__出典__.
★ ★ ★ ★ ★ ★ ★

海岸のそばに住んでいるアボリジニ達は海の生き物をモチーフにした神話を多く描くし、その反対に水を求めて遊動生活をしてきた大陸の中央砂漠に暮らすアボリジニたちは、乏しい食料をいかにして獲得するかという情報を暗号化して砂の上に描いてきた。双方に共通していることは数万年に渡ってこの大陸に暮らしていた狩猟採集者であるということ、そして「読む」「書く」といった文字を持たず物質文化は極度に乏しい「未開の人たち」と、実際にはあとから入植をしてきた白人たちにそうみなされていたこと。それは悲しいことに1950年代まで続いたのである。

私は暗号化された砂漠の芸術に心惹かれ、その暗号の奥に秘められているという物語を無性に探りたくなった。しかしその物語は外部者には一切明かされることはなく、おまけに女性と成人儀礼前の男性にも決して語られることはないという。アボリジニアートが外部者には明かされない物語を秘めているというなら、自分が彼らにとって外部者でなくなればいい……。そう思ったオレ様は、これまでおよそ10年間にも渡ってせっせ、せっせとアボリジニ村へ通いつめてきた。(できればそこに「嫁にも行かず」と付け加えていただけると有難い)。

★ ★ ★ ★ ★ ★ ★

__作業要件__. 上に示したアボリジニアートと砂漠の物語についての文章を、最後の文の直後から書き継いでください。

__収集データ__.
★ ★ ★ ★ ★ ★ ★

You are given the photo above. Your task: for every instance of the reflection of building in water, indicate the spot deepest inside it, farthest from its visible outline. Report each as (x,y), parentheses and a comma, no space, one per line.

★ ★ ★ ★ ★ ★ ★

__実行結果__.
決して誇張するわけではないが、アボリジニ達に身内として認知されるようになるまでには計り知れない時間と婚期……おっと。もとい。根気と情熱とお金と体力と寛大な心と愛情が必要であると確信する。

身内となるために時には真っ暗闇のシーンと静まる大地で一晩中乳を出して踊り明かすこともあれば、あまりの空腹で目が半分白目状態になっても水一滴飲むことなくひたすらイモムシ狩りに格闘したりと、実に多種多様なハードルをいくつも飛び越えねばならないのだ。そんなハードルを一つ、二つ、と汗ふきふき越えるたびに、少しずつ「身内のように気の置けない怪しいジャパニーズ」として彼らの眼差しが次第に変わって来るのを感じるのである。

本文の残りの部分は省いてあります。